*** DATA EXTRACTS ***

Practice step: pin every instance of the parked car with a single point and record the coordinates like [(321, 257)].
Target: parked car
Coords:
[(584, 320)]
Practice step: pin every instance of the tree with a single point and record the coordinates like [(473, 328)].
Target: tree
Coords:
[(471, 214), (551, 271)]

*** End of DATA EXTRACTS ***

**YOUR GOAL**
Your answer must consist of every line from the listing that holds the string "like".

**TASK RESPONSE**
Practice step: pin every instance of the parked car with a single point and record the coordinates like [(321, 257)].
Practice step: pin every instance of the tree with a single point and record the coordinates like [(473, 328)].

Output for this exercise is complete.